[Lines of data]
┌────────

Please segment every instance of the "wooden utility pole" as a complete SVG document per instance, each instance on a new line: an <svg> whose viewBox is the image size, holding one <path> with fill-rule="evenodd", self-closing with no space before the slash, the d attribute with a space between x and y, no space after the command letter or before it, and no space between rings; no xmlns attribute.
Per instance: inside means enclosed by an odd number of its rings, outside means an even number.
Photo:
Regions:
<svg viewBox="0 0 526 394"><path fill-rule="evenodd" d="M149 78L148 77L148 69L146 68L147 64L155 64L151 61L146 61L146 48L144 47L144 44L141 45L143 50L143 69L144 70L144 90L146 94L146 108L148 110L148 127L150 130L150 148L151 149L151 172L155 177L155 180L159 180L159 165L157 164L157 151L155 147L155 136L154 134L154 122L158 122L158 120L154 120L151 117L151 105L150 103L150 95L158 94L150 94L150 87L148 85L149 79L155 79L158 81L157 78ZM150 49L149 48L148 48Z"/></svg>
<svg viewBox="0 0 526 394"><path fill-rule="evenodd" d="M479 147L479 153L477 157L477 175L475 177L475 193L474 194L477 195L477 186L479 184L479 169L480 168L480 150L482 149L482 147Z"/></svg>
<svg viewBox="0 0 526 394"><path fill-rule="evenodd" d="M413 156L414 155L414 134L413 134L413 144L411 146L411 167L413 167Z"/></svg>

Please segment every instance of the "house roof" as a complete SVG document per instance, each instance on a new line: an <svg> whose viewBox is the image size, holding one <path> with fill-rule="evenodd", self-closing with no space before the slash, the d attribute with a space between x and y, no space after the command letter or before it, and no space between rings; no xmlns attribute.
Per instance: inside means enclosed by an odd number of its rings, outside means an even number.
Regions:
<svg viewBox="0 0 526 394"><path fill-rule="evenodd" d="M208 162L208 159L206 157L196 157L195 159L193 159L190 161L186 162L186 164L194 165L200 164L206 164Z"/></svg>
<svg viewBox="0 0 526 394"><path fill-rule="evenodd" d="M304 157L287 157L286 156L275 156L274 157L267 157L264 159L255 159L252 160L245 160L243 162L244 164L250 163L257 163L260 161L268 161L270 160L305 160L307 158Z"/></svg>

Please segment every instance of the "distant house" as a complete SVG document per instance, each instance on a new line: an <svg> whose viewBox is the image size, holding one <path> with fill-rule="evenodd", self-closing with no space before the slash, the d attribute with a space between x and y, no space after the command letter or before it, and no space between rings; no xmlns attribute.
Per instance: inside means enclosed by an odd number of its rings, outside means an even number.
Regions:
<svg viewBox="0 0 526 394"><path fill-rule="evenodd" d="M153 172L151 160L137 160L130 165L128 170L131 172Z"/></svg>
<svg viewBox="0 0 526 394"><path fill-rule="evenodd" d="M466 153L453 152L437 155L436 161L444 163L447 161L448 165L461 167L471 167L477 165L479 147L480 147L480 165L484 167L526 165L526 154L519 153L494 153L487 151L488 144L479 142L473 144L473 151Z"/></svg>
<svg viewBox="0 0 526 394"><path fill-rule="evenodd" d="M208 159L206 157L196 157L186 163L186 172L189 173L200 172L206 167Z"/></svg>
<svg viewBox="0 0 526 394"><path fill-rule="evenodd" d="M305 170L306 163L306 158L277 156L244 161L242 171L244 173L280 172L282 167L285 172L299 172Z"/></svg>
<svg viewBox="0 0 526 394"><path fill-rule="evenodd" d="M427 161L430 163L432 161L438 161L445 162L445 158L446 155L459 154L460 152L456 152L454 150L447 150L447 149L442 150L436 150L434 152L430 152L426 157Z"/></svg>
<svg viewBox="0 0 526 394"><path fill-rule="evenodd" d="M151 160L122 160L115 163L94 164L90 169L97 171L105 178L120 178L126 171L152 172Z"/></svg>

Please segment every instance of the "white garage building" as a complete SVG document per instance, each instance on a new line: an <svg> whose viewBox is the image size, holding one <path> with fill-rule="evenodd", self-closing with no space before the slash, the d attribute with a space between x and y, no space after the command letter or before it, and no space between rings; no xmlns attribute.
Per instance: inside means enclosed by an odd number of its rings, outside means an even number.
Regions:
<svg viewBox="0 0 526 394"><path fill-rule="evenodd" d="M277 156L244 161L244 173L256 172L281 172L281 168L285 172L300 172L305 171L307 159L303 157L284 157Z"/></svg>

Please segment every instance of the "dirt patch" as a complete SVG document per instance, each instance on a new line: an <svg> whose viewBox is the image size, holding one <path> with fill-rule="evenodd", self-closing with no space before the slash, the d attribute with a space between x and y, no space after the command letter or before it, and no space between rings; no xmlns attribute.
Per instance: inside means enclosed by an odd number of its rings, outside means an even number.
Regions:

└────────
┌────────

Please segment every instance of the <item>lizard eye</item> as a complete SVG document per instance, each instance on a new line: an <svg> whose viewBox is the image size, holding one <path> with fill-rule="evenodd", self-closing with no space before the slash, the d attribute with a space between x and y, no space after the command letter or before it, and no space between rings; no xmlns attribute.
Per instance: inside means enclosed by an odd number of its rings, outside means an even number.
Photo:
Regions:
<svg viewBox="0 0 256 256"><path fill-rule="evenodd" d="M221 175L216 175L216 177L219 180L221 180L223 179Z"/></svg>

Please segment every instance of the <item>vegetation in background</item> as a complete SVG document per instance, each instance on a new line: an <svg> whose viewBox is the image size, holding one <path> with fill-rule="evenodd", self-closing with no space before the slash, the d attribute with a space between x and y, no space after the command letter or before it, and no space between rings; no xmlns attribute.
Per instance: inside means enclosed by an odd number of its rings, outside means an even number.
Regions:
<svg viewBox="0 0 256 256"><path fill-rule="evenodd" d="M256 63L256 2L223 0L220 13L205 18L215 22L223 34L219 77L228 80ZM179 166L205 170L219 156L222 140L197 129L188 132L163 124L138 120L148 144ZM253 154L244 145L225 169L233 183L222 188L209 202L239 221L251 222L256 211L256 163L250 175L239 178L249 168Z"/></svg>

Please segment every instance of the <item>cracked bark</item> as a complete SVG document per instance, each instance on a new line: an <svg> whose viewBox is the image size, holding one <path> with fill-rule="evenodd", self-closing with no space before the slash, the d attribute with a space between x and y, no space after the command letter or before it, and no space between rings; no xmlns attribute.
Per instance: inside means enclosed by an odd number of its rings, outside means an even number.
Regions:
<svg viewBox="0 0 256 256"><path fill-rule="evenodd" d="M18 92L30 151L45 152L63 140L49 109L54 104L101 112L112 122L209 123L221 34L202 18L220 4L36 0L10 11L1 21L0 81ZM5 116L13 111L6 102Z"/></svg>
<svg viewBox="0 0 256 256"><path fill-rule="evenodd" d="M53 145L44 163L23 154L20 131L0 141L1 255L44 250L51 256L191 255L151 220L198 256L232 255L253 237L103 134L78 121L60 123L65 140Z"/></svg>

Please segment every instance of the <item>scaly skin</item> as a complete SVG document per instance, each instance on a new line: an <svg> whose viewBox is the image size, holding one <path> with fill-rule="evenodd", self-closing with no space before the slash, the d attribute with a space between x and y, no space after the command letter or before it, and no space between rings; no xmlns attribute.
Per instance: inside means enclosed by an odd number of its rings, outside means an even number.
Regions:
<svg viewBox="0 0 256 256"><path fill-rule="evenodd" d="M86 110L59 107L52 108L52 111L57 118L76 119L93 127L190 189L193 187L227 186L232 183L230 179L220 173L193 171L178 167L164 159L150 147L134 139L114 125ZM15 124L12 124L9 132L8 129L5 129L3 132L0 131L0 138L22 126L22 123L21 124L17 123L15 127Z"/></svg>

└────────

▸ Request:
Give the listing as a two-column CSV with the columns "input" and "output", one row per item, beginning at the line that contains "Please segment every instance of the <item>cracked" and stopping after the line that contains "110L59 107L52 108L52". Enclose each field in double quotation marks and convert every line break within a field into a space.

▸ Task solution:
input,output
"Please segment every instance of the <item>cracked bark</item> as a complete SVG document per instance, each instance on a new line: an <svg> whose viewBox is the image size, holding one <path> with fill-rule=""evenodd"", self-closing with no space before the slash, the d attribute with a space between x and y, no space after the command letter or before it, and no space between rings; no xmlns attribute. Per instance: inside means enclosed by an odd number of its rings, outside means an even number. Regions:","<svg viewBox=""0 0 256 256""><path fill-rule=""evenodd"" d=""M18 92L30 151L45 152L63 140L49 109L54 104L101 112L112 122L209 123L221 34L202 18L220 4L36 0L10 11L1 21L0 81ZM5 116L13 111L6 102Z""/></svg> <svg viewBox=""0 0 256 256""><path fill-rule=""evenodd"" d=""M53 145L44 163L23 154L20 131L0 141L1 255L44 250L51 256L191 255L151 220L198 256L232 255L253 237L103 134L78 121L60 123L65 140Z""/></svg>"
"Please segment every instance of the <item>scaly skin</item> as a complete SVG document per instance, each instance on a new line: an <svg> whose viewBox is the image size, holding one <path> with fill-rule=""evenodd"", self-closing with no space before the slash, the d attribute with a space between x and y, no space after the command letter or before it, and no space between rings; no xmlns attribute. Per instance: inside means enclosed by an odd number of its rings, outside means an even number. Regions:","<svg viewBox=""0 0 256 256""><path fill-rule=""evenodd"" d=""M86 110L59 107L52 108L52 111L57 118L76 119L93 127L190 189L193 187L227 186L232 183L230 179L220 173L193 171L178 167L164 159L150 147L134 139L114 125ZM15 124L12 124L9 132L8 129L5 129L3 132L0 131L0 138L22 126L22 123L21 124L17 123L15 127Z""/></svg>"